**Fragment:**
%%
Uitspraak 202004538/1/R1


Volledige tekst

202004538/1/R1.
Datum uitspraak: 21 april 2021

AFDELING
BESTUURSRECHTSPRAAK

Uitspraak in het geding tussen:

[appellant], wonend te Muiden,

en

de raad van de gemeente Gooise Meren,

verweerder.

Procesverloop

Bij besluit van 10 juni 2020 heeft de raad het bestemmingsplan "Stad Muiden - Weesperstraat 82" vastgesteld.

Tegen dit besluit heeft [appellant] beroep ingesteld.

De raad heeft een verweerschrift ingediend.

[initiatiefnemer] heeft een schriftelijke uiteenzetting gegeven.

De Afdeling heeft de zaak ter zitting behandeld op 16 maart 2021, waar de raad, vertegenwoordigd door mr. W. Verbeek, is verschenen. Verder is [initiatiefnemer] op de zitting gehoord.
%%
**Gegeven items:**
%%
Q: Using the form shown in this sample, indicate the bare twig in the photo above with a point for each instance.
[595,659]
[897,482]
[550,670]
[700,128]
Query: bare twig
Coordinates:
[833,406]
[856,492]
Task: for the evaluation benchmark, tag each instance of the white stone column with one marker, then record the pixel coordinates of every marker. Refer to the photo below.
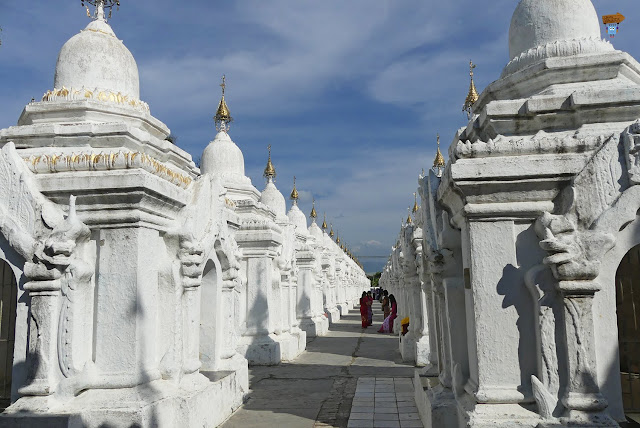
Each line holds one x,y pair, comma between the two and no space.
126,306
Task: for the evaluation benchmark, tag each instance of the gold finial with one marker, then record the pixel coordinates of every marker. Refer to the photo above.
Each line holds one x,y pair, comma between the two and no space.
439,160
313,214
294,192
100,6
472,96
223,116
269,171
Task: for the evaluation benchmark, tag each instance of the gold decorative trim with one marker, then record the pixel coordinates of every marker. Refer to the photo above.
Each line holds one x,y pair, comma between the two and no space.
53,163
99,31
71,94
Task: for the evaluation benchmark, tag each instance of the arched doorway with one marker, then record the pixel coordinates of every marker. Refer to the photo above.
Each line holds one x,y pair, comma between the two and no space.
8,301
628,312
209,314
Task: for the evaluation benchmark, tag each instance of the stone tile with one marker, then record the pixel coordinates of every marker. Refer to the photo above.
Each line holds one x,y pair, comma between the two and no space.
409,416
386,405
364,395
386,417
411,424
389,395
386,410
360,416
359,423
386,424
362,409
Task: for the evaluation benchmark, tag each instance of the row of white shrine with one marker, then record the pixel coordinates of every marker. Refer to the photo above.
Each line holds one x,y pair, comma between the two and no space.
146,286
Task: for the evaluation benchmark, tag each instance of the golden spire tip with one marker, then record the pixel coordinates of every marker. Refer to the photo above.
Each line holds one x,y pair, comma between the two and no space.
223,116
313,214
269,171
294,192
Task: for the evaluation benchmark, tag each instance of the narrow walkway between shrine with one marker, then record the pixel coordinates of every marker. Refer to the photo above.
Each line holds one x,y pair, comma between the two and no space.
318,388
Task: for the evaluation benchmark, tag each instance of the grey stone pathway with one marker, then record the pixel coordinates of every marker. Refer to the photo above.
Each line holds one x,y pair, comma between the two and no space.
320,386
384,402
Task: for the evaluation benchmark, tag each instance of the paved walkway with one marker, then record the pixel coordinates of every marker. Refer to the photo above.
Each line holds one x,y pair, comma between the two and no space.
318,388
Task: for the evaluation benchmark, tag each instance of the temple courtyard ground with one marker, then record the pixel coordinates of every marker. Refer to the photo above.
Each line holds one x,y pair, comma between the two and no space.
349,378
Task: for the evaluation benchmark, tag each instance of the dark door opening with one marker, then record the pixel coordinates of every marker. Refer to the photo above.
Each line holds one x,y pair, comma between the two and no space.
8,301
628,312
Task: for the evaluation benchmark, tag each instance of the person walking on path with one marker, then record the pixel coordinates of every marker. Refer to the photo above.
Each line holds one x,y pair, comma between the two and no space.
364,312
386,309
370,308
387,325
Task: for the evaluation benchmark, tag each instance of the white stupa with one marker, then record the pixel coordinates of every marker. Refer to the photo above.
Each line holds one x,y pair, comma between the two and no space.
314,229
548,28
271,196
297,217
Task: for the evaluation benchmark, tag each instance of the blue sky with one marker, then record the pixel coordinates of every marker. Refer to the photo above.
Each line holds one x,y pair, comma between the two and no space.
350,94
%%
%%
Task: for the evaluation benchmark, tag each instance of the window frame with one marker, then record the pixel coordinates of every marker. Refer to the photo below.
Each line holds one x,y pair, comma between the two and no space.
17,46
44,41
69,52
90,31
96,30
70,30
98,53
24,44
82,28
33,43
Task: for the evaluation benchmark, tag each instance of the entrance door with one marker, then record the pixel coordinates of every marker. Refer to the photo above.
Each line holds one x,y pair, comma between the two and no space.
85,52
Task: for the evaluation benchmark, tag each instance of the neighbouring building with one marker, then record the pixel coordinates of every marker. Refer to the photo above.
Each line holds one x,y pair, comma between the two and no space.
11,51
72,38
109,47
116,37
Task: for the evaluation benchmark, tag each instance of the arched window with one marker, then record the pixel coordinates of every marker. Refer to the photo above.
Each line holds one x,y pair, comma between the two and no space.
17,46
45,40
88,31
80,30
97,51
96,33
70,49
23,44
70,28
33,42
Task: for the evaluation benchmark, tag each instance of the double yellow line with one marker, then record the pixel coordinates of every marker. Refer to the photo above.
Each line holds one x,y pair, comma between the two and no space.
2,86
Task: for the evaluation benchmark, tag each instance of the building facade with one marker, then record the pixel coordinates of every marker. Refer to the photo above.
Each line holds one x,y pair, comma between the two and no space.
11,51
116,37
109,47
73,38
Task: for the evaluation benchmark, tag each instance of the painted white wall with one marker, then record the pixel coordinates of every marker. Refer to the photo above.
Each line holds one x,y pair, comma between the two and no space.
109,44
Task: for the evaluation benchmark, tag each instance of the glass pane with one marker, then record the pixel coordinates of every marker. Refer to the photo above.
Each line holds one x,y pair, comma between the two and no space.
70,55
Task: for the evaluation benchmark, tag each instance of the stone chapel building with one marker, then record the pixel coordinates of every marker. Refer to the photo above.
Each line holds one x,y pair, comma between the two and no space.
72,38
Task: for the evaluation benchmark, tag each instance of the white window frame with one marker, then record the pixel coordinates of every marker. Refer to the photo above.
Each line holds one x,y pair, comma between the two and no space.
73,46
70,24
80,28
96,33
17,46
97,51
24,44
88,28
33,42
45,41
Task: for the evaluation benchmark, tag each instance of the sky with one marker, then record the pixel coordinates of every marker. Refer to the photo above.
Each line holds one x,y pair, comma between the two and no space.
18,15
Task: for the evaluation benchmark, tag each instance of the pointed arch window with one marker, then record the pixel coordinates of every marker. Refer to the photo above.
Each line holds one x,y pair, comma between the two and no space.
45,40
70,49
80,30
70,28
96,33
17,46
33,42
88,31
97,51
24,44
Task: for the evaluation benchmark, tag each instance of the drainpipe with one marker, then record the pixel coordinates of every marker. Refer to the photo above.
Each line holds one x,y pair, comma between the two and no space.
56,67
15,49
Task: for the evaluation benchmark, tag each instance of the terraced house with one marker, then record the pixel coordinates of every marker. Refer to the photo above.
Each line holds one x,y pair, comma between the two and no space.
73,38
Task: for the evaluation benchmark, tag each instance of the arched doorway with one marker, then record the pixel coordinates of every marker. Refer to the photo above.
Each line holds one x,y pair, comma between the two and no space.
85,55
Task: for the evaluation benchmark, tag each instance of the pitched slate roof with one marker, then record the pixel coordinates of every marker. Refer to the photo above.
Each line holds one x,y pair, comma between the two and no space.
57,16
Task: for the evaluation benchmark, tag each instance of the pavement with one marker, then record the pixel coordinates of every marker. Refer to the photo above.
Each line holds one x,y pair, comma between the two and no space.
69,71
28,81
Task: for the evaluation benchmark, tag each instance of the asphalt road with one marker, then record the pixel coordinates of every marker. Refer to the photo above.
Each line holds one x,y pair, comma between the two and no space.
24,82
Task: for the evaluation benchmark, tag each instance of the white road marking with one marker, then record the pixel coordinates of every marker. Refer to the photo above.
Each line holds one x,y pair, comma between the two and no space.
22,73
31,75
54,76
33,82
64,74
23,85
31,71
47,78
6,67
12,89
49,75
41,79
%%
%%
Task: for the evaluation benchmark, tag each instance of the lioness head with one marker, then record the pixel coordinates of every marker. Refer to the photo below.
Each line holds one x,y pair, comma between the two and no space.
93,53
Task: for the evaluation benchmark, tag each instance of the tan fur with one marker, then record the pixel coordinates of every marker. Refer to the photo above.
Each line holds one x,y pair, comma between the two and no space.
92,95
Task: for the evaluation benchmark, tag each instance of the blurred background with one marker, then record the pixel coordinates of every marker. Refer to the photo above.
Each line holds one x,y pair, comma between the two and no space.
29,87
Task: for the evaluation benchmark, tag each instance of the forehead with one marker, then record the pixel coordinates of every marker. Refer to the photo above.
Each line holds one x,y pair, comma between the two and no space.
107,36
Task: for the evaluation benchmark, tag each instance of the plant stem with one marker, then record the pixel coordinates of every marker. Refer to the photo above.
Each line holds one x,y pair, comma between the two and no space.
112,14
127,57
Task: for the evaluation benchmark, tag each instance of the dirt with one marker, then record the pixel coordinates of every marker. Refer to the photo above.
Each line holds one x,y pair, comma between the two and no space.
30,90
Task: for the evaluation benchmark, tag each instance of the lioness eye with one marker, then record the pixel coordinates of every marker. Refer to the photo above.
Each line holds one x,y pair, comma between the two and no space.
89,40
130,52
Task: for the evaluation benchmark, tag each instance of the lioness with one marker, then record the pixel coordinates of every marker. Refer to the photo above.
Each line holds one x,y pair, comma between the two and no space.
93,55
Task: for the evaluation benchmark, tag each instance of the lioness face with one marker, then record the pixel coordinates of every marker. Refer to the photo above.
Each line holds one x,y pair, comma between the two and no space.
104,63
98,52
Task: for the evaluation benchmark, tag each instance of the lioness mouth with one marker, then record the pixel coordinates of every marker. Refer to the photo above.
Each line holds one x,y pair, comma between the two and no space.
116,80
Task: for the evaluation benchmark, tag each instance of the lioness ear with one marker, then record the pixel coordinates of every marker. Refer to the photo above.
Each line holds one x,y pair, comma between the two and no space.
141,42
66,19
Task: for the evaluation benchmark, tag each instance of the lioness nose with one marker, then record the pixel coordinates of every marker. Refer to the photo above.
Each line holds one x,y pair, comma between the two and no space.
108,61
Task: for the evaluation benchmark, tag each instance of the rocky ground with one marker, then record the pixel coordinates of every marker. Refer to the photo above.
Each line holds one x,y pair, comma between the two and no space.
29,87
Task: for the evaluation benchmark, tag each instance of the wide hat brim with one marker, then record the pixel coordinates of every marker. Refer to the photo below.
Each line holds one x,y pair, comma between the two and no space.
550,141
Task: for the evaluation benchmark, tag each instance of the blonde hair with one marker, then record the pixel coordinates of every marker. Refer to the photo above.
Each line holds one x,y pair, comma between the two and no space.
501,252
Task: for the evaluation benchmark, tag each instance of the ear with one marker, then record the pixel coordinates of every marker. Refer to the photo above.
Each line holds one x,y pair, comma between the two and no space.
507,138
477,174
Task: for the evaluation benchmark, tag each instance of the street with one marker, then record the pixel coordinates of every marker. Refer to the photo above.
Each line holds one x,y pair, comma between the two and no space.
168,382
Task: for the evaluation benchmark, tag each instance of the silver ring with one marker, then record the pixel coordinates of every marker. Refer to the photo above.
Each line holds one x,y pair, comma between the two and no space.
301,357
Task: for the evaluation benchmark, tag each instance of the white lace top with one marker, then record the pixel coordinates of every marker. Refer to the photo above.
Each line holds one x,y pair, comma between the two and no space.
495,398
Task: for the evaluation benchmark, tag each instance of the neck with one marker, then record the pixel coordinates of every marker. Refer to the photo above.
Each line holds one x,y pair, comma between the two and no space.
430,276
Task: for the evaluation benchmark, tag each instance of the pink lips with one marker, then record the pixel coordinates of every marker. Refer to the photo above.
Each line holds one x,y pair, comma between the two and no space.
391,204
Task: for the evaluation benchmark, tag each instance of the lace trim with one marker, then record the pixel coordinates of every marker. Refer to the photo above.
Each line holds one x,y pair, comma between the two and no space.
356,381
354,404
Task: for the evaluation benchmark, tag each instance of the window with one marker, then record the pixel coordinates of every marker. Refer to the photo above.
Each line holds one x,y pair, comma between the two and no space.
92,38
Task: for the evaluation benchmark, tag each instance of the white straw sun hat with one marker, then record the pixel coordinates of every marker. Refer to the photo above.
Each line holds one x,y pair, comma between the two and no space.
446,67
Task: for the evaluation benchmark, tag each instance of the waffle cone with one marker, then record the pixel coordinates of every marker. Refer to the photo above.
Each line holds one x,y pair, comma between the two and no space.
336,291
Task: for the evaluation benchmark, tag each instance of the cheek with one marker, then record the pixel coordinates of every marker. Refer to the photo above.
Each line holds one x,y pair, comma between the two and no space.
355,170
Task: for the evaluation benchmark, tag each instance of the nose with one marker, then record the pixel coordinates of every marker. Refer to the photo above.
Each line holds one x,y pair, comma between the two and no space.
%%
Beantwoord met behulp van de uitspraak hierboven de volgende vragen, genummerd zoals hieronder.
1. Op welke datum heeft de raad het bestemmingsplan "Stad Muiden - Weesperstraat 82" vastgesteld?
2. Op welke datum heeft de Afdeling de zaak ter zitting behandeld?
3. Door wie werd de raad op de zitting vertegenwoordigd?

1. Op 10 juni 2020.
2. Op 16 maart 2021.
3. Door mr. W. Verbeek.